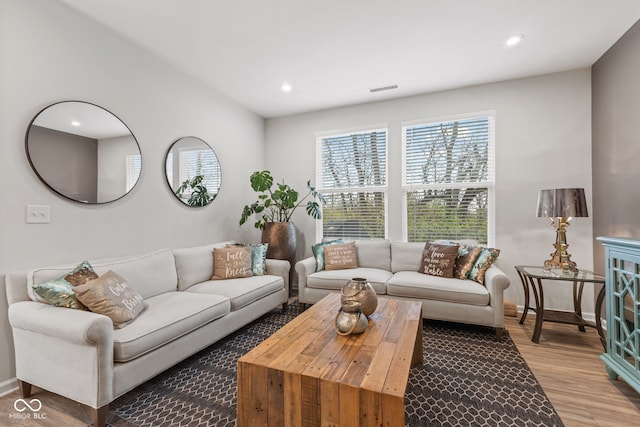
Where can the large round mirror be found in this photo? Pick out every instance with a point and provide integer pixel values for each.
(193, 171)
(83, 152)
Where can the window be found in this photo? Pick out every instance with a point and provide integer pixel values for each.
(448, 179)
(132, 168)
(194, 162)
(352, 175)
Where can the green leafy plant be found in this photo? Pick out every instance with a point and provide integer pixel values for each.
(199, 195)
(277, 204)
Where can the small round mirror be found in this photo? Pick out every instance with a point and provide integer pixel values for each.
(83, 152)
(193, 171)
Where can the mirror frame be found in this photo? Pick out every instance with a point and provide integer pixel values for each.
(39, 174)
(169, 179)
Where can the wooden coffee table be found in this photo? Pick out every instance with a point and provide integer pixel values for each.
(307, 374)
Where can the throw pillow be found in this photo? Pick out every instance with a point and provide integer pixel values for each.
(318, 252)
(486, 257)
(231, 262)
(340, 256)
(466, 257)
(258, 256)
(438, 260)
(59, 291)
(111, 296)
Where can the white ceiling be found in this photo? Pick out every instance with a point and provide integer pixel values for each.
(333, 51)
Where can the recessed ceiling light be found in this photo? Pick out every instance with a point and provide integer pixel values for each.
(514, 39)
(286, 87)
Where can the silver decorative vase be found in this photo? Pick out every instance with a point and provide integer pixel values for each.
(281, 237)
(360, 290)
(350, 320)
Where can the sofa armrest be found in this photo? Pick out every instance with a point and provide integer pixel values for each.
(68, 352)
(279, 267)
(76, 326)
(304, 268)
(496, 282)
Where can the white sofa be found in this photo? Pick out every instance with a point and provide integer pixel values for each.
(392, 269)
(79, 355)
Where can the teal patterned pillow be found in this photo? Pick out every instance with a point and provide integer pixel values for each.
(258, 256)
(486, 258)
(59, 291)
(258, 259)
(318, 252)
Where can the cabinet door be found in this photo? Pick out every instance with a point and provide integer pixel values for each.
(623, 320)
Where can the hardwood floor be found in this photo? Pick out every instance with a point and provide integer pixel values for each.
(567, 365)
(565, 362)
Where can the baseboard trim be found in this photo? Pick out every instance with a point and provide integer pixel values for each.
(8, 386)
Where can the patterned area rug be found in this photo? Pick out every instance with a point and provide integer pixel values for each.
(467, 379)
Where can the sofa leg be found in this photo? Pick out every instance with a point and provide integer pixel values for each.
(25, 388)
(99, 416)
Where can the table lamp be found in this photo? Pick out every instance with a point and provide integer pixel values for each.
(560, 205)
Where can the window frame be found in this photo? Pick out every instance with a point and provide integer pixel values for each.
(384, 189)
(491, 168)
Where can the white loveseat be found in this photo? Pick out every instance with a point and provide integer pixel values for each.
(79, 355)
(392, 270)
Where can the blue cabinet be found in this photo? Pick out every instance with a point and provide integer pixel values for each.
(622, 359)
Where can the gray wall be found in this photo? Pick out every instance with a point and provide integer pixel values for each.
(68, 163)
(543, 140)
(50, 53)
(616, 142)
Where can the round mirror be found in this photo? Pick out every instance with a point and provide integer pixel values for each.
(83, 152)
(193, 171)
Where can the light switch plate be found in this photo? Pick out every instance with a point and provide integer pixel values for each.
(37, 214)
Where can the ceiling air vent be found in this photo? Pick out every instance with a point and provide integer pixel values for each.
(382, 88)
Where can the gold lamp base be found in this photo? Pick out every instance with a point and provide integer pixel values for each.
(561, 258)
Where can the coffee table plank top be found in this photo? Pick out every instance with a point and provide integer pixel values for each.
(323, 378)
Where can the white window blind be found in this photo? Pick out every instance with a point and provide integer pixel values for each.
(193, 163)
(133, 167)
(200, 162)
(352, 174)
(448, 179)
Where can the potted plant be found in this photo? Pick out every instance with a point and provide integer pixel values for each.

.....

> Aim:
Only the lines from the one that contains "Where can the light" through the last line should be repeated, each exactly as it stands, with both ends included.

> Solution to this task:
Where can the light switch plate be found in this photo? Pick out every instance with a point and provide integer pixel values for each.
(37, 214)
Where can the ceiling air vent be found in this photo? Pick out every instance with a point and provide integer pixel values for each.
(382, 88)
Where can the gold lamp base be found in this photo? Pick out every instance with a point and provide integer pixel values for each.
(561, 258)
Where can the coffee table plank top be found in this photo? Pick out every instance with a point and provide integer pixel values for each.
(323, 378)
Where can the white window blind be found in this photo? Pick out every instance with a point and provide integer pixel values for each.
(193, 163)
(133, 167)
(200, 162)
(352, 174)
(448, 179)
Where can the potted plant be found in this photo? Pick out every instance with a point and provide integer pixel values for each.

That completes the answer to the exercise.